SELECTED TEXT >>
--

5/19/15
Mantra 2
All here is the Absolute (Brahman) indeed;
this Self (Atma) is the Absolute;
this same Self (he) is four-limbed.
The
second mantra features Nitya at his best, leading a meditation that expands
consciousness dramatically. As Bill put it, as you experience the All, you
enjoy a more and more blissful state. You can be part of the bliss that is the
nature of the Absolute. Truer words were never spoken!
The
implicit dialectic of the guided meditation counterpoises “All” and “this,”
initiating a pulsation between the most open conception we can muster and a
point source right in the center of our being. By keeping both in the mind
simultaneously, our identity is drawn out of the point where it normally
incubates to adopt a more universal self-identification. To put it mildly, the
class was profoundly moved by the technique, even without the personal presence
of the guru, which always energized the best meditations, as if he was sitting
inside his listeners and lending his light to what they experienced. We found
we didn’t need a living human guru: together we could have a fine meditation by
simply paying attention and going slowly through the text. The guru principle
is after all a permanent part of existence.
Indeed,
during the reading Scotty found himself floating away into different levels of
consciousness, and he had to keep bringing himself down so he could stay in the
room with us. It may be that Michael actually did leave, because he was unable
to speak until practically the end of the session. I think all of us felt
powerfully stirred by the beauty of the deliberately paced presentation.
You
may also have noticed that Nitya began the first mantra with a focus on “this”
and then expanded it to “All.” Here we began with the All and brought it back
to this. Thus there is a dialectic resonance between the two verses as well as
within each by itself.
Deb
started us off by underlining these two aspects of the whole context, first knowing
from direct perception and then speculating on the Absolute beyond, which no
one can encounter directly. In other words, the world is where we first
experience the Absolute, but then we expand and come to it as a reality that
you can’t have a one-to-one encounter with. Where we all too often think of
ourselves as outside the mainstream, this approach moves us right into the
center.
Scotty
found the meditation reminded him of aikido, where you are the center, and as
you sink more into your center you are able to manipulate the energy it
releases. As he led us into our centers, Nitya touched on a Sufi saint he felt
great kinship with, who knew this secret:
As we sink more and more into it,
ecstasy grows on all sides, and the only reaction that you are capable of by
way of self-expression is to say: “All this is Brahman.” It is something quite
similar to what the Sufi mystic Mansur al Hallaj said: “anal haq, anal haq...”
Anal haq means I
am Allah, or I am the Absolute. Al Hallaj was brutally executed for admitting
this basic truth in the presence of ignorant believers. Nitya recounted more of
the story in That Alone, Verse 46, which I will clip in in Part II. Nitya
reminds us in no uncertain terms that while it is true in principle that we are
the Absolute, we should keep in mind we are also very much limited:
At this point the rishi wants to
give us a caution. Although we now think we have seen all, our kind mentor
wants us to know that there are other worlds, seen only from the periphery,
which we have not incorporated. There are depths to gauge.

--

SET TASK 1 >> From the commentary on the second mantra, list every word given in parentheses in the opening lines of the mantra.
The rows below have no connection to the commentary on the second mantra above.

PROVIDED RECORDS >>
--

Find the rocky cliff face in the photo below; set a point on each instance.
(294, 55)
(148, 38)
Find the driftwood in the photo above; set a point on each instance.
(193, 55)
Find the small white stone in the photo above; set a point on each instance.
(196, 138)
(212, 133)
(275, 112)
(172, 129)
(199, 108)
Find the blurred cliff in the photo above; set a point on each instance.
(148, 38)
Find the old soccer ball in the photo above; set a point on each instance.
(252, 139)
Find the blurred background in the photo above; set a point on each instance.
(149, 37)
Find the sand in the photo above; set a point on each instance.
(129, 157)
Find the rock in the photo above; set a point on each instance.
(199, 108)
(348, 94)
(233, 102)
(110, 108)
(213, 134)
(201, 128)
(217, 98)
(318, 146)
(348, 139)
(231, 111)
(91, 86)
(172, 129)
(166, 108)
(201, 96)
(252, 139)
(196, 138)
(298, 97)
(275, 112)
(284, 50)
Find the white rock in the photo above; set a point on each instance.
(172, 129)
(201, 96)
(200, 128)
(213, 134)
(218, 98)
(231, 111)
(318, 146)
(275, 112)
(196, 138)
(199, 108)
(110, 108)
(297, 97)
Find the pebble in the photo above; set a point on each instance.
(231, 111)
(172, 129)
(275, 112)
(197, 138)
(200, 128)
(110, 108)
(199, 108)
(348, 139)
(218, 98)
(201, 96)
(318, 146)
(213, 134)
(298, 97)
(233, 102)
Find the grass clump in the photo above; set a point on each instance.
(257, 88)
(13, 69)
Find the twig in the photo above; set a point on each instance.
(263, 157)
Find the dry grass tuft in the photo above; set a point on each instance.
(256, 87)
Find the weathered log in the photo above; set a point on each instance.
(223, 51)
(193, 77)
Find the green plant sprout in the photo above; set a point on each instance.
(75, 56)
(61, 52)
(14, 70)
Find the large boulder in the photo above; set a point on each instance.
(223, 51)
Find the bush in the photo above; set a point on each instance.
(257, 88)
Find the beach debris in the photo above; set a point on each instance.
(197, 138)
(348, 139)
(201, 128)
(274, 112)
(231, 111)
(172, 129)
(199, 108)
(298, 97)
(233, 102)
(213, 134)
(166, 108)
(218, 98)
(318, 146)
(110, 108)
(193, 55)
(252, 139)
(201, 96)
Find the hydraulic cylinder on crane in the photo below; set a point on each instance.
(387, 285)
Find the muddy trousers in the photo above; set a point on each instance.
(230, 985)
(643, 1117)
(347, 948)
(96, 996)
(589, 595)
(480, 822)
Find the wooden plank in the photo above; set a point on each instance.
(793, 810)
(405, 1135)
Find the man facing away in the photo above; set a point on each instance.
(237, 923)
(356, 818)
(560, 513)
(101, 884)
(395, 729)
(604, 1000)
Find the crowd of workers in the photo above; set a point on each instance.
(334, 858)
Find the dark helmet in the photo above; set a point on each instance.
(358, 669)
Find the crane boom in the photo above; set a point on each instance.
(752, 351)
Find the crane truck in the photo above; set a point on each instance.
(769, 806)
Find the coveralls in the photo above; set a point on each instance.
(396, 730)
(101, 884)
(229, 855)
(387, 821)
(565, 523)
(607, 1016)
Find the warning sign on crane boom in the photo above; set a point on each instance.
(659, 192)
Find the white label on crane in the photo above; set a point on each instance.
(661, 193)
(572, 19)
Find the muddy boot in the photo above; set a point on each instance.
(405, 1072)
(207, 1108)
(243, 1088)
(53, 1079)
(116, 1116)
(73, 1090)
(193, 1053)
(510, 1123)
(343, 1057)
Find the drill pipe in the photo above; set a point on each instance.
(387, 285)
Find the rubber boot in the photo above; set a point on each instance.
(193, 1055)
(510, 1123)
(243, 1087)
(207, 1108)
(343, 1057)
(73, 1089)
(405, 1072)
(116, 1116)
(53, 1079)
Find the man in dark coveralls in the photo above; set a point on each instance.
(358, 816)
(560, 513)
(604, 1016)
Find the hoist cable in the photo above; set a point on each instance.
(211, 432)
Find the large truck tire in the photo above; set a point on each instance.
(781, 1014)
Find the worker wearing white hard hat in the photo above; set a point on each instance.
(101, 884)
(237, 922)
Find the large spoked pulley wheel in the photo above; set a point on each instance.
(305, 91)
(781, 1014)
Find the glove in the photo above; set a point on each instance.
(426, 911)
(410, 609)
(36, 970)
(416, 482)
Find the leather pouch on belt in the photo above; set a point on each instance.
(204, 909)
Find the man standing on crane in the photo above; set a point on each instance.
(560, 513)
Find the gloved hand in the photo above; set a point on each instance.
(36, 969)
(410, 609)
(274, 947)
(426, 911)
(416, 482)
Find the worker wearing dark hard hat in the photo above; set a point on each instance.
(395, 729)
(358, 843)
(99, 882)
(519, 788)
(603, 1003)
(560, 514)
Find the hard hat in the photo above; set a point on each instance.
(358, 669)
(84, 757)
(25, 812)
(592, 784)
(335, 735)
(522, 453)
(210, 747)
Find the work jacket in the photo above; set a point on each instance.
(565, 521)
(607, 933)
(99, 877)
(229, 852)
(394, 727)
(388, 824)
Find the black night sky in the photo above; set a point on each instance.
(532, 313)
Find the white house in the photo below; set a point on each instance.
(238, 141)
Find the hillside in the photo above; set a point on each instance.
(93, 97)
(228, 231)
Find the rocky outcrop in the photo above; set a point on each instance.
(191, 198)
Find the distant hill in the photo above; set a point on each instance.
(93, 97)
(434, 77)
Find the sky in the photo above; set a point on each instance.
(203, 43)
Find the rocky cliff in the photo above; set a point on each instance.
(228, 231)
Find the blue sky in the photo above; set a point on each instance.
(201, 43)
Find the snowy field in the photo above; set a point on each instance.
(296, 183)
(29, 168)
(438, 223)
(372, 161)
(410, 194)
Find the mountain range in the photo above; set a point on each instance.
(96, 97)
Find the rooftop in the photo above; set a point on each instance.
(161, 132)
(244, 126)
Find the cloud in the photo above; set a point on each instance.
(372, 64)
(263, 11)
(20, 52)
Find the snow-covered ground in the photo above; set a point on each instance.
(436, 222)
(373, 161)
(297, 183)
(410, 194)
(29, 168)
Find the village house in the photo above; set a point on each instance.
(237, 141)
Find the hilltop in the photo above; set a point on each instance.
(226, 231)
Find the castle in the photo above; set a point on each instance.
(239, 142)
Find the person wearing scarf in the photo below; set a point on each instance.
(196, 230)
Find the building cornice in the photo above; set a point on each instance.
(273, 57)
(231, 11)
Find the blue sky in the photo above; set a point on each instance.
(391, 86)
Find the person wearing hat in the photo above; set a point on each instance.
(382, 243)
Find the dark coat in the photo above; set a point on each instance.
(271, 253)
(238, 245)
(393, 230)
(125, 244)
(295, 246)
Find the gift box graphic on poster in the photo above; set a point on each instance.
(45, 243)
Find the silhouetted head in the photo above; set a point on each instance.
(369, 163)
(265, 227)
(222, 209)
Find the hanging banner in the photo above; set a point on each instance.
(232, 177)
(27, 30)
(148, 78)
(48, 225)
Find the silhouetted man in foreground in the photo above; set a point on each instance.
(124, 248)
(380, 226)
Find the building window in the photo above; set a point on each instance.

--

SET TASK 2 >> In the rows, start at the line with "Find the person wearing hat" and copy through the last row, swapping "silhouetted" for "shadowed" and leaving everything else unchanged.

REPLY 1 >> Brahman, Atma, he

REPLY 2 >>
Find the person wearing hat in the photo above; set a point on each instance.
(382, 243)
Find the dark coat in the photo above; set a point on each instance.
(271, 253)
(238, 245)
(393, 230)
(125, 244)
(295, 246)
Find the gift box graphic on poster in the photo above; set a point on each instance.
(45, 243)
Find the shadowed head in the photo above; set a point on each instance.
(369, 163)
(265, 227)
(222, 209)
Find the hanging banner in the photo above; set a point on each instance.
(232, 177)
(27, 30)
(148, 78)
(48, 225)
Find the shadowed man in foreground in the photo above; set a point on each instance.
(124, 248)
(380, 226)
Find the building window in the photo above; set a point on each instance.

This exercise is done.